- **Description of the task**:
Skip the images; return every entry exactly.

- **Exercise inputs**:
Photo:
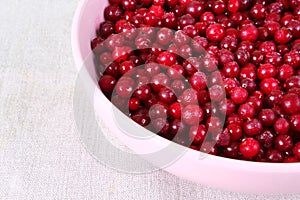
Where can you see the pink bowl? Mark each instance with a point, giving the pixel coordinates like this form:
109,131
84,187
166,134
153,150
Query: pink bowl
223,173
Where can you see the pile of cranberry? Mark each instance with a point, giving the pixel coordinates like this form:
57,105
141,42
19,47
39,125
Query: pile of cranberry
222,76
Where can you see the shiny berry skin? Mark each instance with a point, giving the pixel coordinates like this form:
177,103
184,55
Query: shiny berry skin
266,71
126,66
282,126
284,142
143,93
266,138
129,5
267,117
269,84
246,111
175,110
238,95
198,81
113,13
296,150
159,81
290,103
166,58
231,69
192,114
295,122
258,11
197,133
233,5
252,127
283,36
249,148
249,33
215,32
107,83
133,104
167,96
292,58
195,9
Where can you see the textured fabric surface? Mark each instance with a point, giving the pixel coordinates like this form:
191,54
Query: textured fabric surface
41,156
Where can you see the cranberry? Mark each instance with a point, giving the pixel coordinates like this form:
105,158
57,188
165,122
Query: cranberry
284,143
290,103
258,11
295,122
252,127
198,81
267,117
269,84
233,5
249,32
219,7
229,43
197,133
159,81
266,138
249,148
296,150
239,95
185,20
195,9
192,114
107,83
169,20
215,32
292,58
283,36
246,111
189,96
266,71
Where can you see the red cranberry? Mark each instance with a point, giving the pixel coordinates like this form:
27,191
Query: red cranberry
189,96
252,127
266,138
197,133
107,83
284,143
129,5
195,9
159,81
292,58
258,11
269,84
295,122
246,111
266,71
215,32
239,95
267,117
192,114
249,148
290,103
249,32
283,36
296,150
185,20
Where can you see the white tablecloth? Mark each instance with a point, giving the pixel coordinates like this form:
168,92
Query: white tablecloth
41,156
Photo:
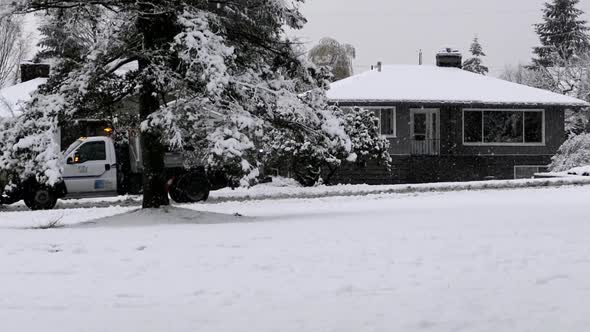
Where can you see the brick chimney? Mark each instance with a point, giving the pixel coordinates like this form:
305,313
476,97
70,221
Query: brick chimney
30,71
449,58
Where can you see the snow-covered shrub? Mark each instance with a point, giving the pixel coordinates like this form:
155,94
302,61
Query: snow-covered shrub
575,152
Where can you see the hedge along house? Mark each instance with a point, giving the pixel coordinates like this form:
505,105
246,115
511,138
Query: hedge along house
447,124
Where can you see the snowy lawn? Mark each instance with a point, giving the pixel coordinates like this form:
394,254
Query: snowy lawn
513,260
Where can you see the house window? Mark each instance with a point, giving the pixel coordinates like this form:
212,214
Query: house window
503,127
528,172
386,121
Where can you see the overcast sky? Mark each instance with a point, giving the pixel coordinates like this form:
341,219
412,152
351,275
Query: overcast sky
393,31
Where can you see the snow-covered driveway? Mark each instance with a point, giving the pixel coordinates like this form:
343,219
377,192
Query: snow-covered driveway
513,260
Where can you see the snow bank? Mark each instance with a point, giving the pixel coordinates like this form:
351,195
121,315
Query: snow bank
583,171
269,191
163,216
460,261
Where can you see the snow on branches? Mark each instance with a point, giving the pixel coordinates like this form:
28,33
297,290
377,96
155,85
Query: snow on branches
226,86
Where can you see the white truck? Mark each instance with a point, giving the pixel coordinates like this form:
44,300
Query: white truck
96,167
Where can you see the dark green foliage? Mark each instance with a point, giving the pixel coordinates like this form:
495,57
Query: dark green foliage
474,64
562,32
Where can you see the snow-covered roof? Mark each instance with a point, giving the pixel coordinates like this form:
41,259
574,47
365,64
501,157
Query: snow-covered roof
12,97
436,85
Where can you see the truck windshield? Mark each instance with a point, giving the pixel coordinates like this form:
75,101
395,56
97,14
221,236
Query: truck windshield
72,147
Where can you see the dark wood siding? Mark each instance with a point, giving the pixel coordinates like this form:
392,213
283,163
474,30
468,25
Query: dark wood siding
457,161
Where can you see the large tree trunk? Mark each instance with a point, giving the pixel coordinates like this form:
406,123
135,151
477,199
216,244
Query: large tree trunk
156,32
152,150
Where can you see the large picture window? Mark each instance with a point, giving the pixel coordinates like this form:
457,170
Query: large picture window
386,118
503,126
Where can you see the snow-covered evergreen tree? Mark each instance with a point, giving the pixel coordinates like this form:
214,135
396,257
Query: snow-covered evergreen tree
563,32
475,64
338,57
194,59
575,152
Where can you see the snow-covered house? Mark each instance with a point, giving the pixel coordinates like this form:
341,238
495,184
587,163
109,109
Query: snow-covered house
447,124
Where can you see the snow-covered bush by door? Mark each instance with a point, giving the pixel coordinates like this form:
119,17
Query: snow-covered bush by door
575,152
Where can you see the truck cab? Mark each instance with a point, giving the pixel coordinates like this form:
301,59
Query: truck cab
91,167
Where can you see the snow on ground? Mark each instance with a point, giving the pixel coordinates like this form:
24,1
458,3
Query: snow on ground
497,260
583,171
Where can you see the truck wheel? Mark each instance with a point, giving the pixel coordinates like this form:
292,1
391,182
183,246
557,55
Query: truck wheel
195,187
176,194
40,199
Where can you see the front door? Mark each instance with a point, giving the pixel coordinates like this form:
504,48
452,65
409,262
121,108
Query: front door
425,131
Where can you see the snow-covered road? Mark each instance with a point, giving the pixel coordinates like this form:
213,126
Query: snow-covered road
514,260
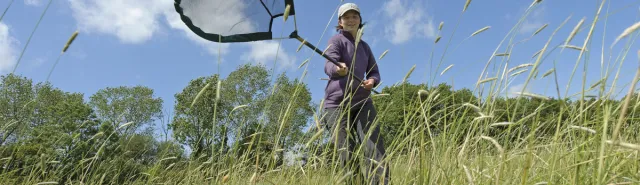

- **Answer box**:
Photo:
Where can you see the pink bowl? Mark each instance with a point, giving the pixel coordinates like this form:
109,131
84,187
166,134
153,150
Query: pink bowl
223,173
Where can you see the pile of cranberry? Mark each instance with a point, giving the pixel coordinates like this form:
57,105
141,42
19,47
39,125
Query: pile of cranberry
222,76
Where can you see the shiny berry skin? Mark each instance with a point, giving the pixel coordinates like this form:
177,103
184,55
Query: shiny berry skin
266,71
126,66
282,126
284,142
143,93
266,138
129,5
267,117
269,84
246,111
175,110
238,95
198,81
113,13
296,150
159,81
290,103
166,58
231,69
192,114
295,122
258,11
197,133
233,5
252,127
283,36
249,148
249,33
215,32
107,83
133,104
167,96
292,58
195,9
Where can you see the textured fabric surface? Mark each instance with a point, giving the pixel coordinates like this form:
191,54
Query: textured fabric surface
41,156
Where can you see the cranberry? Mark each instance with a point, giving the pixel coordinates like this form:
105,158
57,188
165,122
Query: cranberry
284,143
290,103
258,11
295,122
252,127
198,81
267,117
269,84
233,5
249,32
219,7
229,43
197,133
159,81
266,138
249,148
296,150
239,95
185,20
195,9
192,114
107,83
169,20
215,32
292,58
283,36
246,111
189,96
266,71
Where can you see the red cranberry? Mark each instance with a point, giving the pixel coordinates like this form:
27,191
Query: red cranberry
189,96
252,127
266,138
197,133
107,83
284,143
129,5
195,9
159,81
292,58
258,11
269,84
295,122
246,111
266,71
215,32
239,95
267,117
192,114
249,148
290,103
249,32
283,36
296,150
185,20
Where can you see the white tablecloth? Mark each instance with a point, giving the pixel coordinates like this form:
168,92
Query: white tablecloth
41,156
Photo:
Where can you see the brick chimney? Mark each instance with a point, giving the pixel coordinates like this form:
305,313
476,97
70,221
Query: brick chimney
30,71
449,58
Where can you see the snow-covered shrub? Mark each instance with a point, giving the pixel coordinates like this form:
155,94
302,61
Query: snow-covered shrub
575,152
Where can you see the hedge along house? Mark each instance with a point, giving the pixel coordinates like this form:
505,105
246,115
511,138
Query: hedge along house
447,124
Where can you see the snowy lawn? Mark each instance with a point, giving the pixel coordinates like this form:
394,254
Query: snowy lawn
513,260
Where can you see the house window? Mark each instance with a point, giving the pixel coordinates like this form:
212,214
Query: house window
503,127
528,172
386,121
Where can you see the overcast sky? Mark each instance with a point, giving the pixel coordinates like this form:
341,219
412,152
351,275
Query: overcast sky
393,31
Where can you see the snow-covered driveway? Mark each instance with a point, giving the pixel coordinates like this form:
343,219
377,192
Query: snow-covered driveway
513,260
Where can you see the snow bank? Mark each instance with a point, giving the pixel coordinates like this form:
351,195
121,315
Query: snow bank
583,171
269,191
163,216
460,261
Where can you see the snow on branches? Mark each instance with a point, giving the pixel coordinates like this form:
28,33
297,290
377,96
155,85
Query: snow on branches
226,86
Where can you see the white truck? Mark each instance with a point, giving the pixel coordinates like this form:
44,300
Query: white truck
96,167
Where can you see the dark green foliage? Mark each instance with a point, giving the pixel coordinates like this form:
495,57
Query: dark green foliage
474,64
562,32
Where can you see the snow-covered roof? Mark each instance with a point, giving the pixel coordinates like this form:
41,259
574,47
365,64
501,157
Query: snow-covered roof
12,97
436,85
Where can you see the truck windshield? Mark each instance with a point, giving the pixel coordinates like this form:
75,101
395,56
97,14
221,236
Query: truck windshield
72,147
Where can you see the dark wood siding? Mark each instance with a point, giving the pixel coordinates like this form:
392,213
283,163
474,30
468,25
Query: dark wood siding
457,161
Where can you see the large tree trunk? Mark each instance with a point, giving the pixel coordinates like this form:
406,123
135,151
477,199
216,244
Query: large tree trunk
156,32
152,150
Where can you see the large picture window? Mark each instance with a point, giving the pixel coordinates like this form:
457,170
Query: large picture window
386,118
503,126
Where can you see the snow-covered evergreen tree? Mark each instance with a point, giving the pixel coordinates like this form:
214,135
396,257
Query: snow-covered evergreen tree
563,32
475,64
338,57
194,59
575,152
Where can you see the snow-covered house? Mark each instance with a point, giving the pixel coordinates like this form:
341,238
495,184
587,163
109,109
Query: snow-covered house
447,124
Where can you see the snow-covered bush by door? Mark each instance with a point, giving the pixel coordinates like this form:
119,17
Query: snow-covered bush by door
575,152
Where can you see the truck cab? Mark each instance with a point, giving the pixel coordinates like this form:
301,59
Query: truck cab
91,167
Where can you see the snow on ground? Mark each instance with a point, giving the pixel coordinates like this form:
24,1
458,3
Query: snow on ground
497,260
583,171
Where can you see the truck wheel? Mark each instance with a point, giving the pixel coordinates like this form:
292,1
391,182
183,246
557,55
Query: truck wheel
195,187
176,194
40,199
Where can you see the front door? Mark each instance with a point, giving the pixel coordinates like this form:
504,48
452,65
409,262
121,108
Query: front door
425,131
Where can you see the snow-covered road? Mark each instance with a point, giving the pixel coordinates like this form:
213,126
Query: snow-covered road
514,260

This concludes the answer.